---------- TEXT EXTRACT ----------

The importers have been invited to give their views at a virtual meeting to be held on Thursday.
Used car dealers are opposed to the inspection fee, asking Kephis to first demonstrate the level of threat posed by used vehicle imports.
“Kephis needs to show evidence of the threats they are describing,” said Charles Munyori, the secretary-general of Kenya Auto Bazaar Association.
“We want to see the statistics they are relying on to introduce the regulations and set the fees. Hundreds of thousands of used cars have been imported into the country and we have not seen any danger.”
Mr Munyori added that the proposed rules should not discriminate against importation of used vehicles, arguing that pests can be introduced into the country through shipment of many other goods.
If adopted in their current form, the regulations will compel exporters of used vehicles and equipment to sanitise them in their home markets before shipping them to Kenya.

---------- ENTRIES PROVIDED ----------

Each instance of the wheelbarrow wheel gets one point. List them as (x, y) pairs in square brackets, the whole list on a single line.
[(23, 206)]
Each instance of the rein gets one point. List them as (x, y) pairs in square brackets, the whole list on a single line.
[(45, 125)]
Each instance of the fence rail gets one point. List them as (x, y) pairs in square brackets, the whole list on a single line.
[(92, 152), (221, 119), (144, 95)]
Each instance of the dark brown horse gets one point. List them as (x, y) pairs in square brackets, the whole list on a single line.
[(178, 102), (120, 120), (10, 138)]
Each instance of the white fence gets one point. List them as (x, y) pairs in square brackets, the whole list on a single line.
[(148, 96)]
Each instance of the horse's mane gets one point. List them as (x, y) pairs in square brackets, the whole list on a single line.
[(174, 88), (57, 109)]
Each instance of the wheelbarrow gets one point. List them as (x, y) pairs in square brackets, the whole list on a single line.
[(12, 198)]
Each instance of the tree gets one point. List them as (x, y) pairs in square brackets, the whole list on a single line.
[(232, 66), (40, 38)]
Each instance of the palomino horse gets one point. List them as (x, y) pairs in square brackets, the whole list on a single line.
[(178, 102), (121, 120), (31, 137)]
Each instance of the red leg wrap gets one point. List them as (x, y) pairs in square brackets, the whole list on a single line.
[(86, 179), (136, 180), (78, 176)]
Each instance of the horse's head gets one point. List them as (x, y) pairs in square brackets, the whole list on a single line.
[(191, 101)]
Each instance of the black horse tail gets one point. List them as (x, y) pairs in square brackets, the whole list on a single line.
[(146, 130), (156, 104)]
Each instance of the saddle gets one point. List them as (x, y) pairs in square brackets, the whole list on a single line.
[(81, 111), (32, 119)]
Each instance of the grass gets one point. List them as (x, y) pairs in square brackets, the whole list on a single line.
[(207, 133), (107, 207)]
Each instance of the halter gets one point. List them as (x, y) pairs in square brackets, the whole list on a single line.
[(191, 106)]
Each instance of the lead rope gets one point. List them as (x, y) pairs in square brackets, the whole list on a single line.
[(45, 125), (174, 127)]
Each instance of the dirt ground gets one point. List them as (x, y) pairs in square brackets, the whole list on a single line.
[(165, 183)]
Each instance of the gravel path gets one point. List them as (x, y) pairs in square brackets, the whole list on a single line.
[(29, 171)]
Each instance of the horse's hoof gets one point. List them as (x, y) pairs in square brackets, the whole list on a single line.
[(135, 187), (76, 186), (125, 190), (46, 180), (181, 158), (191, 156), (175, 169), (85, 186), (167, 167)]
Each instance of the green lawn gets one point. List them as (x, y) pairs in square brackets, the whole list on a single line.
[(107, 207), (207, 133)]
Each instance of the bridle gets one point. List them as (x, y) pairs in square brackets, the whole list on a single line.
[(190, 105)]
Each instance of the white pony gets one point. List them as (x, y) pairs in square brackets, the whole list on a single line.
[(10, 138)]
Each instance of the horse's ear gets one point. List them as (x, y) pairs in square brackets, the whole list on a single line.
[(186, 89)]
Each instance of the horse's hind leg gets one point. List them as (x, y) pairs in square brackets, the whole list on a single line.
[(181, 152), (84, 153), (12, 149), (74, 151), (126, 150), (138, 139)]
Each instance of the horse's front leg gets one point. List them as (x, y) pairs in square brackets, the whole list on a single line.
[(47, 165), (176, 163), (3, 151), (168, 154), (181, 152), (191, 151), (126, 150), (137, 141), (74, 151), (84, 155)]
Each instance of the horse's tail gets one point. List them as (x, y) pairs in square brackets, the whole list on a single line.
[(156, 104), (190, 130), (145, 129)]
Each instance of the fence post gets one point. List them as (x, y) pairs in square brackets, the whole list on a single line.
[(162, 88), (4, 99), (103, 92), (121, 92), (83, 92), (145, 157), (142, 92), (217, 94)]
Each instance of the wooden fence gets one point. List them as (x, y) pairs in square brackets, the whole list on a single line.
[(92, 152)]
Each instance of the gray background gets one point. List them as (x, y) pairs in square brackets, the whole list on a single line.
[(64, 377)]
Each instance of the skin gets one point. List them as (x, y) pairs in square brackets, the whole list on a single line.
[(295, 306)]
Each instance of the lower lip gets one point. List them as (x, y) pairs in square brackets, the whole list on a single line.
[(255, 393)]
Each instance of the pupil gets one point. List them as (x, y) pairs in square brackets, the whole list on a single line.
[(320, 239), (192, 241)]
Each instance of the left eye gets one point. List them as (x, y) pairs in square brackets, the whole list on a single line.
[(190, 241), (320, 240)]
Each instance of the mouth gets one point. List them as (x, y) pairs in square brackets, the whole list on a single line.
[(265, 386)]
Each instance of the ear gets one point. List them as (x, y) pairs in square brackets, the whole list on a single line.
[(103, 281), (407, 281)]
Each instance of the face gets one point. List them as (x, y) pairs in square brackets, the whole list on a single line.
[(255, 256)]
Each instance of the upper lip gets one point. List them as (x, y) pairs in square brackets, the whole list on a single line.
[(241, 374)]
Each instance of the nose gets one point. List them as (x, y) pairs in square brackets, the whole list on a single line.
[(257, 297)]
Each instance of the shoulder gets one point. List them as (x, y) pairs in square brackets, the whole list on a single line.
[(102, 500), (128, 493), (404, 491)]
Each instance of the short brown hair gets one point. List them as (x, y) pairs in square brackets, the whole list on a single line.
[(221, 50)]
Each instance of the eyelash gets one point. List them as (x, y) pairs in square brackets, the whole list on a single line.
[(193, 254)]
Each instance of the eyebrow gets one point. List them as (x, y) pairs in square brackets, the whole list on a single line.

----------

[REQUIRED TASKS]
a – In the passage on used car imports, what position does Charles Munyori hold?
b – Decide whether each statement agrees with the passage on used car imports, and support each yes or no with the deciding words from the passage, quoted exactly.
(i) The importers' meeting is set for Thursday.
(ii) Used car dealers back the inspection fee.
(iii) Under the regulations, exporters would sanitise vehicles after they reach Kenya.
c – Reproduce the passage on used car imports word for word, starting at "Used car dealers" and ending at "them to Kenya.".

[PROBLEM SOLUTIONS]
a – He is the secretary-general of Kenya Auto Bazaar Association.

b –
(i) Yes: "a virtual meeting to be held on Thursday"
(ii) No: "Used car dealers are opposed to the inspection fee"
(iii) No: "sanitise them in their home markets before shipping them to Kenya"

c –
Used car dealers are opposed to the inspection fee, asking Kephis to first demonstrate the level of threat posed by used vehicle imports.
“Kephis needs to show evidence of the threats they are describing,” said Charles Munyori, the secretary-general of Kenya Auto Bazaar Association.
“We want to see the statistics they are relying on to introduce the regulations and set the fees. Hundreds of thousands of used cars have been imported into the country and we have not seen any danger.”
Mr Munyori added that the proposed rules should not discriminate against importation of used vehicles, arguing that pests can be introduced into the country through shipment of many other goods.
If adopted in their current form, the regulations will compel exporters of used vehicles and equipment to sanitise them in their home markets before shipping them to Kenya.